The hotel we stayed had it on their daily breakfast menu instead of Nasi Lemak which I often find at hotels in many other states. It was a new taste for us and we loved it very much. The rice itself was so flavourful I liked it plain without curry but with lots of pickled vegetables. The rice can be prepared with the mixture of long grain rice and Thai glutinous rice but I bought a packet of Nasi Dagang rice on our trip to a local market.
Nasi Dagang
Fenugreek and Rice for Nasi Dagang
Ingredients:2 cups Nasi Dagang rice or 3-part long grain rice and 1-part Thai glutinous rice
2-3 shallot, sliced
1 tsp fenugreek
1 cm ginger, shredded
1 screw pine (pandan) leaf, knotted
100ml coconut milk
1-2 tsp sugar
½ tsp salt
1 tbsp butter (optional)

Task instructions:
a) Summarize the Nasi Dagang recipe excerpt in two sentences.
b) Reproduce the Nasi Dagang recipe excerpt word for word, starting at "The hotel we" and ending at "tbsp butter (optional)".
The material that follows comes from a different source than the recipe excerpt.

Data shown:

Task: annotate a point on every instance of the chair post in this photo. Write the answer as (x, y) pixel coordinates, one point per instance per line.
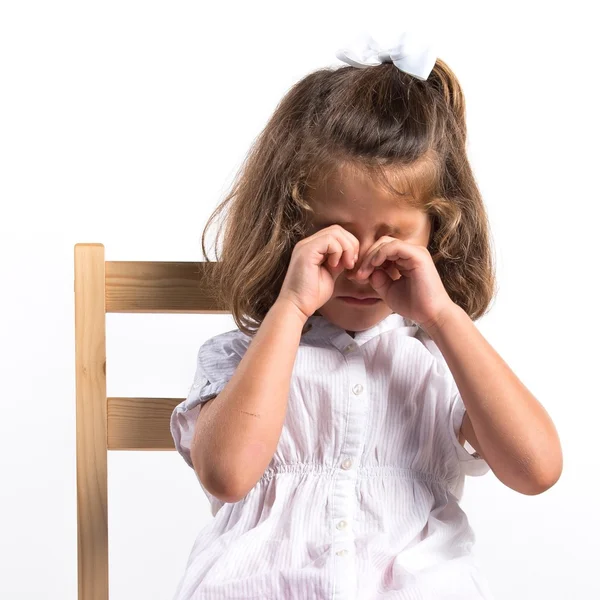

Outputs for the tasks:
a) The writer's hotel served Nasi Dagang at breakfast instead of the Nasi Lemak often found at hotels in other states, and its rice was a new taste, flavorful enough to enjoy plain with lots of pickled vegetables. The rice can be a mix of long grain and Thai glutinous rice, and the ingredient list also includes shallots, fenugreek, ginger, a knotted pandan leaf, coconut milk, sugar, salt, and optional butter.

b)
The hotel we stayed had it on their daily breakfast menu instead of Nasi Lemak which I often find at hotels in many other states. It was a new taste for us and we loved it very much. The rice itself was so flavourful I liked it plain without curry but with lots of pickled vegetables. The rice can be prepared with the mixture of long grain rice and Thai glutinous rice but I bought a packet of Nasi Dagang rice on our trip to a local market.
Nasi Dagang
Fenugreek and Rice for Nasi Dagang
Ingredients:2 cups Nasi Dagang rice or 3-part long grain rice and 1-part Thai glutinous rice
2-3 shallot, sliced
1 tsp fenugreek
1 cm ginger, shredded
1 screw pine (pandan) leaf, knotted
100ml coconut milk
1-2 tsp sugar
½ tsp salt
1 tbsp butter (optional)